## YOUR TASK
Beneath this line are the data; copy exactly the part of them that opens with the line containing "Query: light hardwood floor" and closes with the line containing "One marker per instance, like [26,94].", and only that part.

## DATA RECORDS
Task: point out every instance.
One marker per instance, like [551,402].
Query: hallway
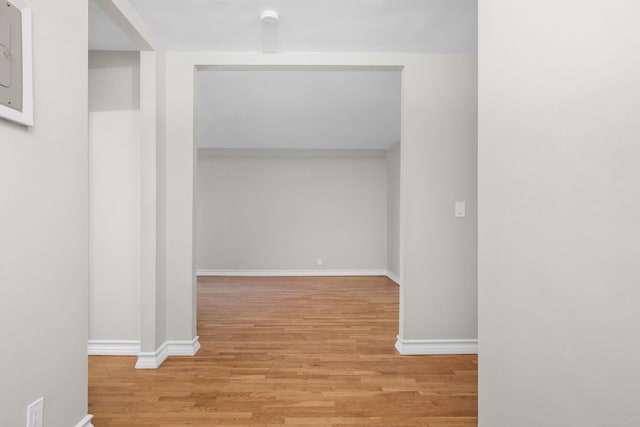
[290,351]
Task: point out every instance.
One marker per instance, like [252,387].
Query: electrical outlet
[35,413]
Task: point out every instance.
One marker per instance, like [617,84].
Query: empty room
[319,212]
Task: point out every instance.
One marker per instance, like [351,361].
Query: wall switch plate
[35,413]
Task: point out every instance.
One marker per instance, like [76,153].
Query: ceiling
[441,26]
[104,34]
[298,109]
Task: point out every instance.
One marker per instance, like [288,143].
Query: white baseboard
[288,273]
[86,422]
[418,347]
[153,360]
[113,348]
[393,276]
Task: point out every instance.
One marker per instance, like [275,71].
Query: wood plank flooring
[290,352]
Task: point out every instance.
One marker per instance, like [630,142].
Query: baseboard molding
[393,277]
[424,347]
[184,348]
[113,348]
[86,422]
[153,360]
[289,273]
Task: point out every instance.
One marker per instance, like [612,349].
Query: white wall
[559,229]
[114,140]
[393,210]
[439,146]
[284,209]
[438,253]
[44,230]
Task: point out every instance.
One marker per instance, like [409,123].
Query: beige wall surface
[114,141]
[393,209]
[559,186]
[283,210]
[438,253]
[44,229]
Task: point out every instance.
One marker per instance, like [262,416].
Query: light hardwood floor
[292,352]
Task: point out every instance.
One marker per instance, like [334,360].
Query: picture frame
[23,56]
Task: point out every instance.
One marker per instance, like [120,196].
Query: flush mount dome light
[269,17]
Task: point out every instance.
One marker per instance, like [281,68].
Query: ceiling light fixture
[269,17]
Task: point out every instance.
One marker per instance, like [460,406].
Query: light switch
[5,51]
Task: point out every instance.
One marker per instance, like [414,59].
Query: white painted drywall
[114,140]
[294,109]
[393,209]
[284,209]
[44,229]
[438,261]
[559,227]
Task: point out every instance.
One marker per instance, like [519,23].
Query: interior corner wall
[393,210]
[44,228]
[114,140]
[559,264]
[439,163]
[439,142]
[284,210]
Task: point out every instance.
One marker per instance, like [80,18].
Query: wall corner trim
[86,422]
[290,273]
[153,359]
[393,277]
[113,347]
[426,347]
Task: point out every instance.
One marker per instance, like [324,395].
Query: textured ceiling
[298,109]
[442,26]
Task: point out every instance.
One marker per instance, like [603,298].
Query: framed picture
[16,66]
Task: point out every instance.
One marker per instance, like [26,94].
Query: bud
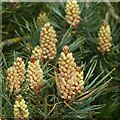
[36,52]
[68,81]
[20,109]
[42,18]
[34,75]
[48,42]
[15,75]
[72,13]
[104,38]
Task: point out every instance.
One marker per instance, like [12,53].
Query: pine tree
[71,59]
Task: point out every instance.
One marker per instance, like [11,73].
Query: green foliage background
[20,20]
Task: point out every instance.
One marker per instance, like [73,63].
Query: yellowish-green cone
[34,75]
[48,42]
[42,18]
[72,13]
[15,75]
[20,109]
[36,53]
[69,82]
[104,38]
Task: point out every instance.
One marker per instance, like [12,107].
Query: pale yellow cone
[72,13]
[48,42]
[104,38]
[15,75]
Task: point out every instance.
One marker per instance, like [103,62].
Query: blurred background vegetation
[18,21]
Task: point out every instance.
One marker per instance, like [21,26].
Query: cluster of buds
[36,53]
[104,38]
[20,109]
[42,18]
[80,77]
[34,75]
[72,13]
[15,75]
[69,82]
[48,42]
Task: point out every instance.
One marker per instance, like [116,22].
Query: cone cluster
[20,109]
[48,42]
[41,19]
[104,38]
[36,53]
[72,13]
[15,75]
[34,75]
[69,81]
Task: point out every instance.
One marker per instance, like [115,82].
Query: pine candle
[48,42]
[34,75]
[20,109]
[69,81]
[72,13]
[15,75]
[104,38]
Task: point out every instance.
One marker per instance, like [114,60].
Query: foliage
[101,72]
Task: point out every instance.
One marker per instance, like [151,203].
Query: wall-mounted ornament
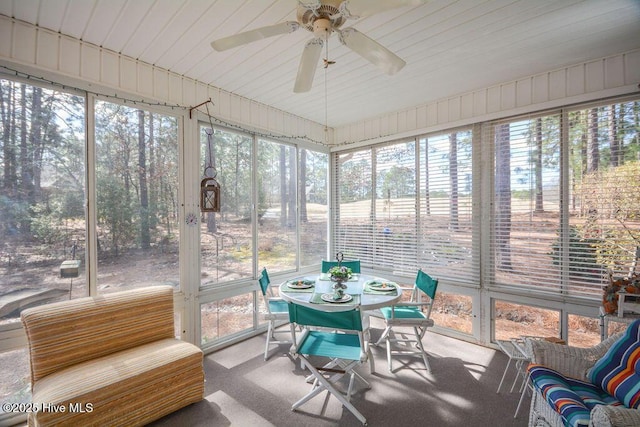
[191,219]
[209,187]
[209,195]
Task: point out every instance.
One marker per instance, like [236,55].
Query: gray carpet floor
[244,390]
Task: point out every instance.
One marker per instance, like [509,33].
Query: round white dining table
[355,286]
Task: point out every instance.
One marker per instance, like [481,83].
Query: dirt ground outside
[35,267]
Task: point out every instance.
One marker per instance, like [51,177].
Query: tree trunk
[303,186]
[427,198]
[283,187]
[503,198]
[539,196]
[145,235]
[292,189]
[593,150]
[453,181]
[616,149]
[153,185]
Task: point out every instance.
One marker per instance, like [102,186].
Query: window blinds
[407,205]
[566,199]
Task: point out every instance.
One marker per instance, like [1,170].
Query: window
[313,173]
[42,193]
[603,234]
[526,214]
[277,206]
[415,213]
[137,197]
[566,209]
[446,215]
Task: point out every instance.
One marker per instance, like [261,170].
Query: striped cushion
[571,398]
[617,371]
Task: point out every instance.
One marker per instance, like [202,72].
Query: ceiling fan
[323,17]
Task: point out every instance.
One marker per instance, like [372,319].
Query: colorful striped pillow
[617,372]
[572,399]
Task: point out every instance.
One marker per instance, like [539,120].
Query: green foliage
[46,223]
[583,257]
[612,199]
[116,214]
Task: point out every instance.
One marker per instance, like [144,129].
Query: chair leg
[389,353]
[269,335]
[327,384]
[524,391]
[383,336]
[421,348]
[504,374]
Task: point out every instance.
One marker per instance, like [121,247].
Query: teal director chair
[340,339]
[415,314]
[277,311]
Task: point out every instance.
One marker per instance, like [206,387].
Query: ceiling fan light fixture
[322,27]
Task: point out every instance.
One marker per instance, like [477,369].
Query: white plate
[388,288]
[384,286]
[329,298]
[299,285]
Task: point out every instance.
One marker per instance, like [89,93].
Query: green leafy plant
[340,272]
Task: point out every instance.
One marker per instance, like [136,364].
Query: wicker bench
[110,360]
[554,367]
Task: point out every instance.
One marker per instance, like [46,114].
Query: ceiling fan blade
[360,8]
[372,51]
[254,35]
[308,65]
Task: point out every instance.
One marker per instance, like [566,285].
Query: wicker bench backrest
[65,333]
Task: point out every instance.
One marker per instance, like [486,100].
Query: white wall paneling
[48,54]
[611,76]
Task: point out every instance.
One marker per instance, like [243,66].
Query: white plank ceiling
[450,46]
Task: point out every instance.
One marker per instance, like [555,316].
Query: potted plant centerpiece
[340,274]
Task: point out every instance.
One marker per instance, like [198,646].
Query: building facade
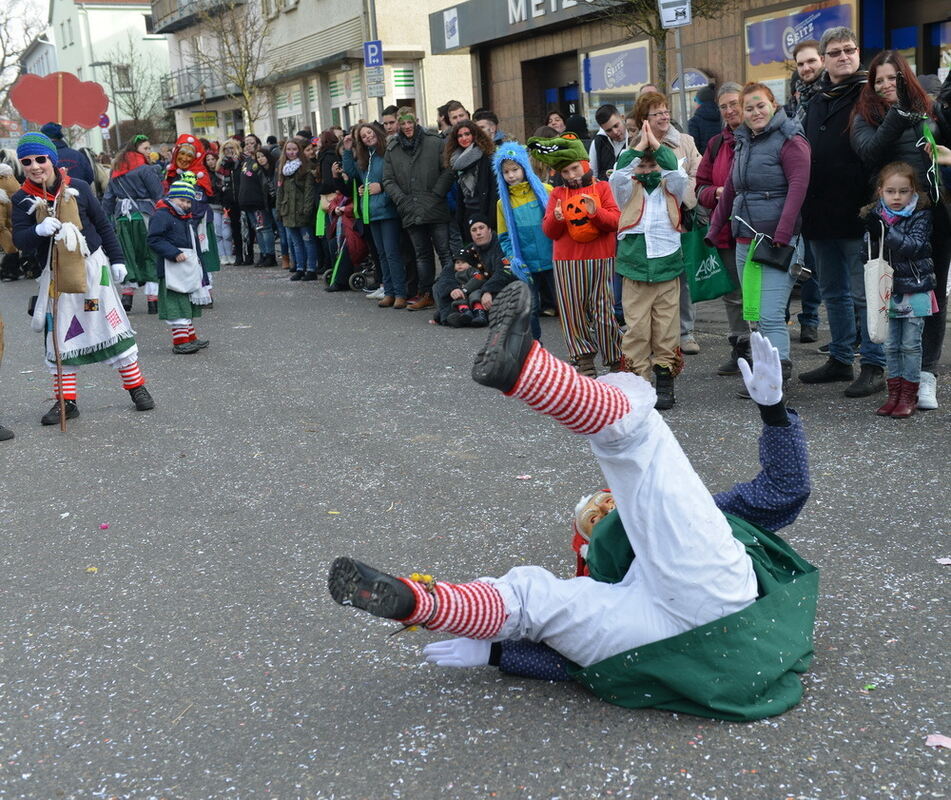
[314,75]
[87,35]
[536,55]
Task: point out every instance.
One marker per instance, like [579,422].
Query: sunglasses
[849,51]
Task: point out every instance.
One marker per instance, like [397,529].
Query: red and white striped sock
[474,610]
[131,376]
[555,388]
[68,386]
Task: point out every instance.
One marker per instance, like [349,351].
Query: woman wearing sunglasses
[888,124]
[91,325]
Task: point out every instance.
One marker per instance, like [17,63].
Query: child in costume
[520,210]
[692,604]
[466,297]
[649,186]
[52,210]
[133,190]
[188,163]
[172,237]
[581,219]
[902,215]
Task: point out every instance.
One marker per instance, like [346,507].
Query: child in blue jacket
[172,237]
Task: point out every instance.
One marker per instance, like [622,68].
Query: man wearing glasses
[838,188]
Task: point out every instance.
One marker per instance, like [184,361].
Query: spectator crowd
[612,231]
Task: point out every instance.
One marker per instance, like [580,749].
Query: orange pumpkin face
[580,226]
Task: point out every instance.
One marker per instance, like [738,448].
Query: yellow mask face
[598,506]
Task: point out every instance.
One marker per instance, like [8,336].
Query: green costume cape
[742,667]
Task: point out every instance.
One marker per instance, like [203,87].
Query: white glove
[458,653]
[765,381]
[48,227]
[119,272]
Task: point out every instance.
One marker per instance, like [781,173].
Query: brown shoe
[425,301]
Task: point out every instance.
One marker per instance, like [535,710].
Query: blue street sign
[373,54]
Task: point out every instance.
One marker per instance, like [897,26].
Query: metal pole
[683,79]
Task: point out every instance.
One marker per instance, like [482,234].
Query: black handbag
[776,256]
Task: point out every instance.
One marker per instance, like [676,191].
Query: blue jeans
[774,295]
[903,348]
[842,284]
[265,235]
[303,248]
[281,231]
[809,295]
[386,237]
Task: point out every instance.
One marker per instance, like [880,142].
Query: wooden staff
[53,263]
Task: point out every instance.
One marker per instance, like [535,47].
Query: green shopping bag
[707,278]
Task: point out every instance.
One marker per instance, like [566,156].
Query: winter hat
[474,218]
[469,255]
[513,151]
[559,152]
[182,189]
[706,94]
[52,129]
[37,144]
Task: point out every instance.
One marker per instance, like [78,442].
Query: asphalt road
[190,649]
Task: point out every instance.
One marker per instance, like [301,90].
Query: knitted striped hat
[37,144]
[182,189]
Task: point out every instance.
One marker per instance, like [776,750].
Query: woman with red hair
[888,124]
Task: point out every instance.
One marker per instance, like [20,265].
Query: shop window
[905,41]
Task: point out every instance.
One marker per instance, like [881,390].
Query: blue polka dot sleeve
[532,660]
[774,498]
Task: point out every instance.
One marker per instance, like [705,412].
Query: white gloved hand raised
[119,272]
[48,227]
[764,381]
[458,653]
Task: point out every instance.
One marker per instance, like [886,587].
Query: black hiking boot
[142,399]
[51,417]
[353,583]
[499,362]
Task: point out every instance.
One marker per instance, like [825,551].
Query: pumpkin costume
[583,251]
[691,603]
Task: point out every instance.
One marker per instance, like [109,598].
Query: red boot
[907,400]
[894,392]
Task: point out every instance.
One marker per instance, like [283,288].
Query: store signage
[772,39]
[674,13]
[477,21]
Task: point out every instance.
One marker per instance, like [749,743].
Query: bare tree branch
[641,19]
[237,54]
[21,21]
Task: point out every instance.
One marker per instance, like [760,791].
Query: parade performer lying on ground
[55,211]
[713,616]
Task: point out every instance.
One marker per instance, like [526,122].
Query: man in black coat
[838,188]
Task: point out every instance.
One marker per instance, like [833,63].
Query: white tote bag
[878,291]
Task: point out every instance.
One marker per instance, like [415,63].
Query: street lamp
[112,97]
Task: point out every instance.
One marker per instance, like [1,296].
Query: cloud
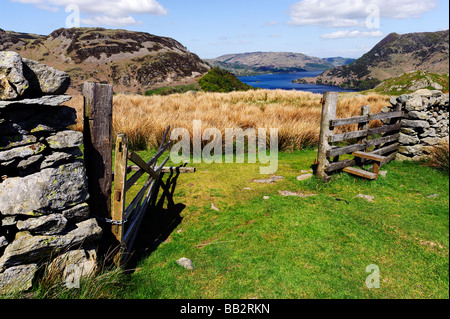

## OUTPUT
Query: light hardwood floor
[292,352]
Task: point out every instance.
One marker per instance, like [334,360].
Query: picture frame
[23,56]
Task: point out every instance.
One marker per instance, like [120,196].
Query: flush mount dome light
[269,17]
Task: point out every instance.
One marker per instance, like [281,68].
Query: ceiling light fixture
[269,17]
Task: point out every instance.
One marker per instance, like [460,406].
Query: light switch
[5,51]
Task: point out every instance.
One marker per instance, like [414,59].
Query: white painted drywall
[114,140]
[294,109]
[393,209]
[284,209]
[44,229]
[438,261]
[559,227]
Task: point out every instance.
One marker per instance, like [519,23].
Query: interior corner wall
[393,210]
[44,228]
[114,140]
[559,264]
[439,163]
[439,142]
[284,210]
Task: point out every instance.
One marker per instance, like [80,18].
Query: wall corner trim
[86,422]
[290,273]
[153,359]
[393,277]
[113,347]
[426,347]
Task: point out every instance.
One marker per instance, like [324,395].
Query: textured ceiling
[298,109]
[442,26]
Task: point out every instance.
One marker per instance, like [603,298].
Query: framed picture
[16,66]
Task: point out every instance.
One marker per instance, like [26,94].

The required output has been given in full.